━━━ Exercise passage
We chose this remote location for several reasons. We’d read there was a lot of crime in Bali, close to the popular resorts. Secondly, cost was a factor as always and we wanted the most “bang for the buck” which we accomplished ten fold. 

Pretty flower arrangements and decorative items tastefully fill the house in the Balinese style. The green tube in the corner is actually a light fixture.

Thirdly, with the awful traffic in and within hours of Denpasar, there would have been awful stress each time we ventured out, especially for Tom who despises traffic defeating the entire purpose of being in a paradise-location.

The Buddha fountain stopped working.  We mentioned this to Ribud and today, he cleaned the hoses and filters and now its running again, creating a pleasant sight and sound.  The maintenance here is impeccably performed by dedicated staff.

Most tourists stay in the many lovely resorts south of Denpasar, close to the airport, restaurants and most tourist venues. We have no doubt we’ve done the right thing staying in the quiet area as we languish in the pool hours each day, enjoying hours of mindless entertainment with one another.  

We don’t even mind there are no English-speaking TV stations. Instead, late in the day we plug in the HDMI cord to the TV and watch online news through various media outlets. After all, we still prefer to stay informed as to what’s transpiring in our home country as well as throughout the rest of the world.

Usually, a vacation home’s kitchen is my domain spending pleasant time preparing meals. Now, I spend no time prepping food when both Ketuts chop, dice, cook and clean up. Tom’s enjoying not having to do dishes. We attempt to clean up the table after dinner but they insist we relax.

We have no interest in visiting caged non-indigenous animals in zoos, bungee jumping, or scuba diving.  Physical adventure type attractions could put a quick end to our travels if I injured my spine which remains as delicate as a toothpick, although pain free. I haven’t spent five years eating this way and taking care of myself to have it all fall apart.

Of course, we’ve had our fair share of adventure type activities that we’ve been able to do along the way, feeling fortunate all turned out well. As a long-time reader of our site, you’ll have seen many of such photos.

 Gede explained we’re coming into the blooming season. We look forward to seeing many more flowers in Bali.

In Bali, dining in restaurants would be prohibitive for my way of eating, although we have no doubt the food they prepared could be delicious with the local spices we’re savoring in this villa with our two Ketuts cooking each night.  (Now, I’ve discovered once again I’ve been spelling their names incorrectly.  Plus, the pool guy is Ribud, not Libud).
━━━━━━
• _Tasks for this exercise_
(A) According to the Bali villa passage, who cleaned the hoses and filters so the Buddha fountain runs again?
(B) Carry on the Bali villa passage, starting after its last sentence.
━━━ Provided information
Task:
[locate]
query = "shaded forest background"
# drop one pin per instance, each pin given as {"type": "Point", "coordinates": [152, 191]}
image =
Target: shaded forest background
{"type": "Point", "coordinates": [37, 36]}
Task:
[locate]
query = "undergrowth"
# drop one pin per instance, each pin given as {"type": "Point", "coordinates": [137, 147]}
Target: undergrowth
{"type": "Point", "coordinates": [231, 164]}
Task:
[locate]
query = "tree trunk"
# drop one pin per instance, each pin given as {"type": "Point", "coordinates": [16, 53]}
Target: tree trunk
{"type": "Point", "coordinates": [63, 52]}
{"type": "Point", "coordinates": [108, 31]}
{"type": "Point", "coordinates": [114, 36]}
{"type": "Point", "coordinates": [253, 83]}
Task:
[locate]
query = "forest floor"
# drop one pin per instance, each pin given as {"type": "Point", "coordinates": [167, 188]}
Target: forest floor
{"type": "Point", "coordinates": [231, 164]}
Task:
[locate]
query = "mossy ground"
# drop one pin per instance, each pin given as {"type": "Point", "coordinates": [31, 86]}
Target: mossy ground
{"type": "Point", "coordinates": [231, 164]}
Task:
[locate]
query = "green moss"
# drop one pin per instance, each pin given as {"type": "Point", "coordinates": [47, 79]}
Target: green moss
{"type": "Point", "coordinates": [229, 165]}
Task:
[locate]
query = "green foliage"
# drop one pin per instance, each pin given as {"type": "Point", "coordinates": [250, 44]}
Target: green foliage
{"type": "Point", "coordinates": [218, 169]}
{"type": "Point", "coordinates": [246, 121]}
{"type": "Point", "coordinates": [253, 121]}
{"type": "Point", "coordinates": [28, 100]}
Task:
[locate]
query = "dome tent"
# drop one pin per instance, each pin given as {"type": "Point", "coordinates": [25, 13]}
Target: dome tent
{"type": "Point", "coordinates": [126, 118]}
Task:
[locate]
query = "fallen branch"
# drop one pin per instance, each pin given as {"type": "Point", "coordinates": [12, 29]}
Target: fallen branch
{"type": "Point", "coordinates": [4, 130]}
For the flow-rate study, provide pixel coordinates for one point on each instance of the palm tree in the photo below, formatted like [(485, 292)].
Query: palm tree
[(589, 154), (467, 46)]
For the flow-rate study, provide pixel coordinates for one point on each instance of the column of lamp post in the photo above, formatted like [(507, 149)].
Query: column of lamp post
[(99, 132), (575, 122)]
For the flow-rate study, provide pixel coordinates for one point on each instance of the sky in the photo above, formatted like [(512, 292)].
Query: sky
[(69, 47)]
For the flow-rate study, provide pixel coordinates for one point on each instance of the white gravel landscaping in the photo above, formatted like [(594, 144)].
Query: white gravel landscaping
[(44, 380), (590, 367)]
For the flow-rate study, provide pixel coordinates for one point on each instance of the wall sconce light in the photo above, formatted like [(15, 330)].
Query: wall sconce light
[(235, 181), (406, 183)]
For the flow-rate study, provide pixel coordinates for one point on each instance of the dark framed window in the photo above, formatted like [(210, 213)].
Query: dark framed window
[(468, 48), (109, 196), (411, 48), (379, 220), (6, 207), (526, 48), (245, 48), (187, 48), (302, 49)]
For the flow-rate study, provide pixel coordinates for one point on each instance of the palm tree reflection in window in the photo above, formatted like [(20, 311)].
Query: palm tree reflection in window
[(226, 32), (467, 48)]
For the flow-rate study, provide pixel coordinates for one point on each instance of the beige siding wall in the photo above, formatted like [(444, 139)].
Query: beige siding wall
━━━━━━
• _Responses_
(A) Ribud.

(B)
The two closets in the other bedroom on the main floor with the en suite bath to the right. Our bedroom has identical closets with the en suite bath to the left. We each have plenty of storage space for our limited wardrobes.

Dining here is comparable to dining in a fine restaurant with the extensive menu we’ve been able to adapt to work for us along with the skills of our two cooks. We couldn’t ask for more. 

Besides, we’re able to dine in our swimsuits to stay cool and face the infinity pool and the sea while dining engaged in idle chatter. Luckily, after all these years together, we still can spend an entire day engrossed in what we consider interesting conversation. Our lifestyle is an easy segue to endless pleasant and often productive planning and discussion.

The bed is very comfortable with perfect pillows, bedding, and duvet. Although we each sleep less than seven hours each night, we’re feeling refreshed.

Without laundry, cooking and cleaning, we’ve resorted to swimming in the pool and walking on the beach each day for a degree of exercise. I’ve even instituted an additional 30 minute a day exercise program in the pool, adding more movement to my otherwise lounging day. 

A vast array of Buddha representations are found throughout the house and on the grounds of most properties.

Last night around 10 pm, Gede arrived with our 10 kilos of mince (grass-fed ground beef) packed in ice in a “chill box” arriving perfectly chilled. At a cost of IDR $1,700,000 (including gratuity), US $127, the 22 pounds translates to IDR $77,188, US $5.77 per pound. This will last for the remaining time in Bali, (this time around) giving us a few more dining options.

Unusual bedside lamps in the second main floor bedroom, typically colorful for the Balinese style, comparable to those in our bedroom.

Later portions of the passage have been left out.